• _Page excerpt_:
----
Towns, municipalities, and cities across the United States are all diligently trying to solve the same critical problem: a lack of affordable housing. There is little comfort in knowing Berkshire County towns are not alone in facing this longstanding problem. If you acknowledge this is a national problem, however, it might be instructive to review federal policies that have contributed to this dire national outcome, as well as the impact that fiscal and monetary policies play in exacerbating the problem today. We currently have the largest disparity between median income and the median cost of a house, which will not be solved by merely extracting a fee from local homeowners when they sell their house. In fact, that solution runs contrary to the protections afforded to individuals living in our state as established under our Massachusetts Constitution.

If we examine the Environmental, Social, Governance (ESG) movement, which is on track to exceed $50 trillion in assets under management by the year 2025, we will find that Blackrock, State Street, and Vanguard lobbyists are leading the parade to extract wealth by commoditizing natural resources under the guise of saving the environment. The following is just one such example. “A stealth effort to bury wood for carbon removal has just raised millions,” as reported in the December 2022 issue of MIT Technology Review.
----
• _Source records_:
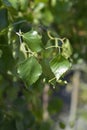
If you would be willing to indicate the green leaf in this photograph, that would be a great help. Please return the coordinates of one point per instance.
(59, 65)
(66, 49)
(33, 40)
(3, 19)
(11, 3)
(29, 70)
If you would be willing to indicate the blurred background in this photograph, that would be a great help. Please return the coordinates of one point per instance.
(49, 108)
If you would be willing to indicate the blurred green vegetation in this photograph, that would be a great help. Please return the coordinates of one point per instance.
(22, 108)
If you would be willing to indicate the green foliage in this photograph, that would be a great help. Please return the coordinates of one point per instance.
(30, 57)
(33, 40)
(29, 70)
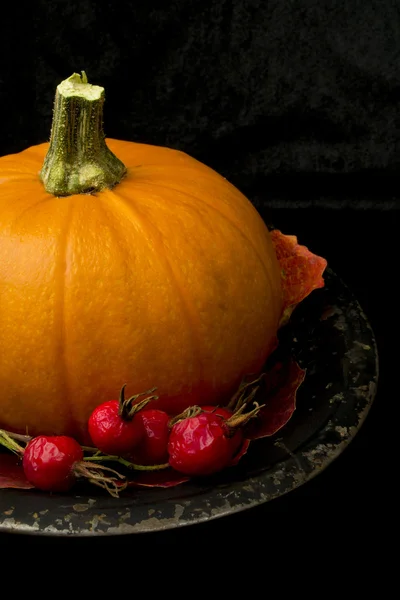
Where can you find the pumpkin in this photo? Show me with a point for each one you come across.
(124, 263)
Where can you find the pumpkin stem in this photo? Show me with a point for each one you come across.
(78, 160)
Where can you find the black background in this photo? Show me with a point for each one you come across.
(296, 103)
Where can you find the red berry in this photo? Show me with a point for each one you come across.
(202, 444)
(111, 433)
(48, 462)
(152, 449)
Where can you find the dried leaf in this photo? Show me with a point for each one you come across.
(12, 474)
(302, 271)
(279, 397)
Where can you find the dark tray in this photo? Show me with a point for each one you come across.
(331, 338)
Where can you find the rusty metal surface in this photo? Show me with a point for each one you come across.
(330, 336)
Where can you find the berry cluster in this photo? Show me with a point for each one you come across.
(201, 441)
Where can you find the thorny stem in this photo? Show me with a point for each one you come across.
(191, 411)
(97, 474)
(8, 442)
(239, 419)
(128, 406)
(19, 437)
(239, 398)
(125, 463)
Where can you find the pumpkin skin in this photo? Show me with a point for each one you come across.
(169, 279)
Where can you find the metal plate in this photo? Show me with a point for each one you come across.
(329, 336)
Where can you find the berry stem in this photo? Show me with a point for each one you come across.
(125, 463)
(239, 419)
(8, 442)
(99, 475)
(128, 407)
(188, 413)
(239, 398)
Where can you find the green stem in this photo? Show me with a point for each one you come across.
(126, 463)
(78, 160)
(10, 444)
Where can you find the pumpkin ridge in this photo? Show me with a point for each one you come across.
(226, 218)
(62, 328)
(21, 215)
(190, 316)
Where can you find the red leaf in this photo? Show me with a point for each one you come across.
(302, 271)
(279, 397)
(162, 479)
(12, 474)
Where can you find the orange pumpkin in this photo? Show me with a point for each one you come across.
(168, 279)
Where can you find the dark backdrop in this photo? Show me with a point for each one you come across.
(297, 103)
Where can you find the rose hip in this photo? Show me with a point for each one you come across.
(152, 448)
(113, 426)
(48, 462)
(203, 444)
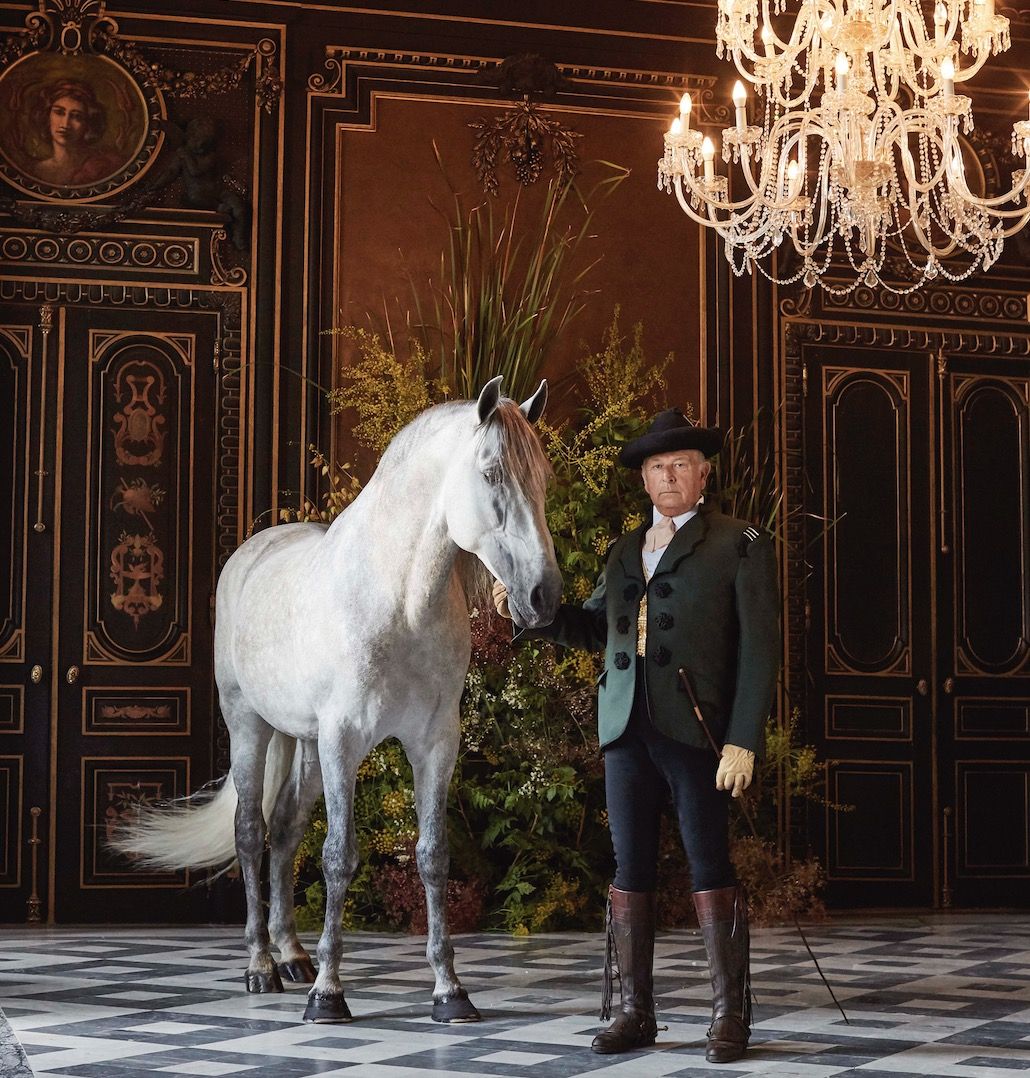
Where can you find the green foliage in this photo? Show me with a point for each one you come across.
(506, 291)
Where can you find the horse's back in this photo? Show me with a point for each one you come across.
(253, 602)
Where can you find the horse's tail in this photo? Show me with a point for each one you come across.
(198, 831)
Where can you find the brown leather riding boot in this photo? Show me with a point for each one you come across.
(631, 942)
(723, 916)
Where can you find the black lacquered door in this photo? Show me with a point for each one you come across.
(27, 379)
(869, 644)
(918, 641)
(109, 427)
(135, 509)
(984, 636)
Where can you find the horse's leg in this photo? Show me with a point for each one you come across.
(433, 764)
(340, 752)
(249, 736)
(286, 829)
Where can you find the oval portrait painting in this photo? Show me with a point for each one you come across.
(74, 127)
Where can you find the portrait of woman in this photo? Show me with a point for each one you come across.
(74, 127)
(69, 116)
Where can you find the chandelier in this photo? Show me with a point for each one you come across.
(856, 151)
----
• _Exercise aim_:
Decide whether each statement agrees with the affordable housing excerpt, answering yes or no and quoting the deciding words: (a) Berkshire County towns are the only ones facing the housing problem. (b) The ESG movement is on track to exceed $50 trillion in assets under management by 2025. (c) The report on burying wood for carbon removal appeared in MIT Technology Review in December 2022. Use only the affordable housing excerpt, not the listing.

• _The result_:
(a) No: "Berkshire County towns are not alone in facing this longstanding problem."
(b) Yes: "which is on track to exceed $50 trillion in assets under management by the year 2025"
(c) Yes: "as reported in the December 2022 issue of MIT Technology Review."